*DATA SHOWN*
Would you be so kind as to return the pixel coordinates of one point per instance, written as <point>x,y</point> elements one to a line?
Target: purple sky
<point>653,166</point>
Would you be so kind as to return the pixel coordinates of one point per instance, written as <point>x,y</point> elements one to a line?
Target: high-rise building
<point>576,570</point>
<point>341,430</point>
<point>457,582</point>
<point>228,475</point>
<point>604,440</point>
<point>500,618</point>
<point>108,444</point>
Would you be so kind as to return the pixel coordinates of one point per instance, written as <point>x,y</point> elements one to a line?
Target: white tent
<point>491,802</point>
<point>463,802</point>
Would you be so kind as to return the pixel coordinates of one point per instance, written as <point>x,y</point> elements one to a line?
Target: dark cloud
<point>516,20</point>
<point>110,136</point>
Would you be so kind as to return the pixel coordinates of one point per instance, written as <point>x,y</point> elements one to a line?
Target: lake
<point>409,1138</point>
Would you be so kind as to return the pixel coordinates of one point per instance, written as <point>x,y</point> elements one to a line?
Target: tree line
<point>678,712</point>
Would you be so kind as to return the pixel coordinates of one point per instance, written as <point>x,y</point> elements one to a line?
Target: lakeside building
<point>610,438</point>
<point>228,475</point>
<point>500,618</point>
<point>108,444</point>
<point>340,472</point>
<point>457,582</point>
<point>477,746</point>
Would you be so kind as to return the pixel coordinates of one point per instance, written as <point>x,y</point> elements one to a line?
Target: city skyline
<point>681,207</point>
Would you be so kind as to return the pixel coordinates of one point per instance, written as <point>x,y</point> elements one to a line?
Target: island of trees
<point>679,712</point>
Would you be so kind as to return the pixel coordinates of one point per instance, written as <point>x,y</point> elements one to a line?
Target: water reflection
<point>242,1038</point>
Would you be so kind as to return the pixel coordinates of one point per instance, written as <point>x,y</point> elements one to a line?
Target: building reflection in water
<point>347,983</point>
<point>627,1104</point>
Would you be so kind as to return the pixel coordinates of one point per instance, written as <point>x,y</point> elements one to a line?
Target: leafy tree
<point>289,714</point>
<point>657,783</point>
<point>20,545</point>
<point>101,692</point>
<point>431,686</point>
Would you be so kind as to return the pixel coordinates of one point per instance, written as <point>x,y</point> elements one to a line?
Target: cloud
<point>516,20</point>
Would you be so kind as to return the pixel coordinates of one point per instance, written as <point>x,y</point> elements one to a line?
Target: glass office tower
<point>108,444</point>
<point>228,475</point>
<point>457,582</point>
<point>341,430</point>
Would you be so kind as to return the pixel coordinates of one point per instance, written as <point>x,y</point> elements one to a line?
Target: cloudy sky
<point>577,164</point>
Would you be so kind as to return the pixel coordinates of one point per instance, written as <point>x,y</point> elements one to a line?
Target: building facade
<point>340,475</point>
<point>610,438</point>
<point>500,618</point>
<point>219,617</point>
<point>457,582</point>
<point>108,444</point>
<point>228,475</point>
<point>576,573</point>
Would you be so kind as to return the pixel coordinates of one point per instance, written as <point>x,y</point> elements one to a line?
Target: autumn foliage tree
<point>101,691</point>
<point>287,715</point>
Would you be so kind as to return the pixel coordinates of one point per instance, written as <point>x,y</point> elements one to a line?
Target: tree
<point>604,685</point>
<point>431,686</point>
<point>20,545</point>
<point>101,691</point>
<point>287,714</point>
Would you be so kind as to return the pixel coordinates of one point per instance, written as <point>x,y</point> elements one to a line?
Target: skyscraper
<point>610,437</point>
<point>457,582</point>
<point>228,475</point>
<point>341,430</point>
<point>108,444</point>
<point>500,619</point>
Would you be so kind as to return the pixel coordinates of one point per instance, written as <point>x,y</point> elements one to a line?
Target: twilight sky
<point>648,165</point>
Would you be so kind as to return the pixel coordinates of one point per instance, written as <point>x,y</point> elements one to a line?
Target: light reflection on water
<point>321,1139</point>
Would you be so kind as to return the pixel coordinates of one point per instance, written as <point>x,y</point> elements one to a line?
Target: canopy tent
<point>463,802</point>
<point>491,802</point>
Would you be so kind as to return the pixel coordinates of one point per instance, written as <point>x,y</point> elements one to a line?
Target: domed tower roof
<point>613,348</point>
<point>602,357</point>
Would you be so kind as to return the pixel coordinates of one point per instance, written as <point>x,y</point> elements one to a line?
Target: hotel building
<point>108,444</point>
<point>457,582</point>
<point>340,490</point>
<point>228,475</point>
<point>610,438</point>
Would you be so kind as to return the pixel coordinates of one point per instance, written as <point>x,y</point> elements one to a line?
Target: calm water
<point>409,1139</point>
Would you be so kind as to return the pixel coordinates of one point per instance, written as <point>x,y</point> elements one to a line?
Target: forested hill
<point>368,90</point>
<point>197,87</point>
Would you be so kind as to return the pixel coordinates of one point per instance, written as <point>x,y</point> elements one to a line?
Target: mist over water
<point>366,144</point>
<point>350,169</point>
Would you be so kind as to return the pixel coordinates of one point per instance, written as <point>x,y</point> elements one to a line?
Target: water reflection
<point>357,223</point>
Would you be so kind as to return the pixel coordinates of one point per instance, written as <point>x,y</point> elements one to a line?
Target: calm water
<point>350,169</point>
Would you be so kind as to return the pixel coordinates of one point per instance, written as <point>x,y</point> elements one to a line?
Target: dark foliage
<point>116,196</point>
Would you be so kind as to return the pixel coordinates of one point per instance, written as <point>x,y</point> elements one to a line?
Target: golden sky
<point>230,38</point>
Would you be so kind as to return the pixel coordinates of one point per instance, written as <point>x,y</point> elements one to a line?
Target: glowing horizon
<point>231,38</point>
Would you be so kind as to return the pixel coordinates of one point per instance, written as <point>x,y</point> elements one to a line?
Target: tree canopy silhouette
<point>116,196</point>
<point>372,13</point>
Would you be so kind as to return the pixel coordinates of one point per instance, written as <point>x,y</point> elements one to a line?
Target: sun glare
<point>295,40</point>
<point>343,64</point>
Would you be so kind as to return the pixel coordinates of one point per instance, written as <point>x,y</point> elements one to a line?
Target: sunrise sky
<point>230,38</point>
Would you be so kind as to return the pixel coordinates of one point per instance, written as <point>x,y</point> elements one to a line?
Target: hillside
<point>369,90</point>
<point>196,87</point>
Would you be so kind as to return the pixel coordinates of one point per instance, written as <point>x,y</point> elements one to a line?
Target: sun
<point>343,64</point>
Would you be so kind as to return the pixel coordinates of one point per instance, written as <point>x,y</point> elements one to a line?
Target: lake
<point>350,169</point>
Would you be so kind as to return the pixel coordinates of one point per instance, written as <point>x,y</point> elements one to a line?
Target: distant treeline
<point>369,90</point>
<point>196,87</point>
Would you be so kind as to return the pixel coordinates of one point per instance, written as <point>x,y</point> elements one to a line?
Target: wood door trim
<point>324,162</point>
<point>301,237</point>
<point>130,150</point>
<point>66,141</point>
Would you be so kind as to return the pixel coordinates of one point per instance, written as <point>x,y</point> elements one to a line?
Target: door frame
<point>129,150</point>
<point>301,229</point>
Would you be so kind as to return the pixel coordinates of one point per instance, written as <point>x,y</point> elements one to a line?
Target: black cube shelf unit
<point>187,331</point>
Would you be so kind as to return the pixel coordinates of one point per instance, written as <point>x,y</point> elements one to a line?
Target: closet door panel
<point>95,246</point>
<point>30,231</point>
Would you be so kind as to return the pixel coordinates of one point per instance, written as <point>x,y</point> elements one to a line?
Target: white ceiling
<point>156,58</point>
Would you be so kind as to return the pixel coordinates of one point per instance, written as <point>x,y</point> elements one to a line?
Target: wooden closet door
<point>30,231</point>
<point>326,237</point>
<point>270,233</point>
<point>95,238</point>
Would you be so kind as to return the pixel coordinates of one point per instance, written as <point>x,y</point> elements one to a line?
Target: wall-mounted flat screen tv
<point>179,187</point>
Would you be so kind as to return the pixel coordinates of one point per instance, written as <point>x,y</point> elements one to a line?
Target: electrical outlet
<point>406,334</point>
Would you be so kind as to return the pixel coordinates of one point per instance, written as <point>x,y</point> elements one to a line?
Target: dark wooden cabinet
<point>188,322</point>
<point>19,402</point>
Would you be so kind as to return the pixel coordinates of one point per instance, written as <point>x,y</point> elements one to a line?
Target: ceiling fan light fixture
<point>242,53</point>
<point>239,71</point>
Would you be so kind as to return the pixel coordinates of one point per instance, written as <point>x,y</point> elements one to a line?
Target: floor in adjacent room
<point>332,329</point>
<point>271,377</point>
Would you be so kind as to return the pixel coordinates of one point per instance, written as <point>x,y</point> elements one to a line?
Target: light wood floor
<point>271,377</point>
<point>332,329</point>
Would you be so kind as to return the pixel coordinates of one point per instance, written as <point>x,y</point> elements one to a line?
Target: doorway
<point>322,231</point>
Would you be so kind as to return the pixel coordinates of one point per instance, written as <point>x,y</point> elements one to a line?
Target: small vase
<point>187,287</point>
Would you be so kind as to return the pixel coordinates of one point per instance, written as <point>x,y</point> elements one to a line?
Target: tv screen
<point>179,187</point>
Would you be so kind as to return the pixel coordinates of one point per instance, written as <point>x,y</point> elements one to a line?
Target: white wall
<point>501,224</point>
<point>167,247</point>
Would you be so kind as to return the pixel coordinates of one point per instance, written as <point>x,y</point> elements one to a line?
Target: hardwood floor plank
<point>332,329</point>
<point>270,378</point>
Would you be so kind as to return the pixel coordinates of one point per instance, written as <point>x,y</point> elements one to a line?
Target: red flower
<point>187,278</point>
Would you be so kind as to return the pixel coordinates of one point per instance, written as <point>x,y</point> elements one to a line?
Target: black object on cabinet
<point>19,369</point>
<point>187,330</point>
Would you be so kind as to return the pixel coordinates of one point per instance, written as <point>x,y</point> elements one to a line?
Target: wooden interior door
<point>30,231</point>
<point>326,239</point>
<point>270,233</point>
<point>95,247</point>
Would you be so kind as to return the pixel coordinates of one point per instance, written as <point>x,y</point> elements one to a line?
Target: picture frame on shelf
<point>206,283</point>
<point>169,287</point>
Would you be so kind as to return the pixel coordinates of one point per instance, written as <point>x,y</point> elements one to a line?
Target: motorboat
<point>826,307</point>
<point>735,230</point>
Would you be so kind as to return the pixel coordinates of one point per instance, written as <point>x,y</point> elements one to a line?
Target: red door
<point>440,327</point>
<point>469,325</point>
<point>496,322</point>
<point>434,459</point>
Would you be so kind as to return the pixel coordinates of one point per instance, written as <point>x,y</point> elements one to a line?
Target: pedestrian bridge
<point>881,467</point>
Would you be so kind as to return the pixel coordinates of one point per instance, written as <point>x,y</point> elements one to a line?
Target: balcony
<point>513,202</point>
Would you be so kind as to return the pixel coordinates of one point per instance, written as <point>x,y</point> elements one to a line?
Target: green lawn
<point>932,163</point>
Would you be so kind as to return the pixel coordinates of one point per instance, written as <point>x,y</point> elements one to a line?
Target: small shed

*ABOUT THIS TASK*
Return the lines above, from the one containing "Target: red door" to the end, exactly as they stand.

*YOUR SOLUTION*
Target: red door
<point>440,327</point>
<point>469,325</point>
<point>496,322</point>
<point>434,459</point>
Would you be so kind as to return the pixel coordinates of one point per instance, written as <point>x,y</point> elements one to a line?
Target: pedestrian bridge
<point>881,467</point>
Would you be so kind as to return the pixel coordinates of one point per instance, written as <point>x,y</point> elements one to a line?
Target: balcony
<point>513,202</point>
Would you be so kind as to return the pixel coordinates of one point per instance, written as <point>x,y</point> elements one to a line?
Target: green lawn
<point>932,163</point>
Would you be so kind as to return the pixel coordinates of one point per instance, written as <point>x,y</point> elements one to a line?
Target: small shed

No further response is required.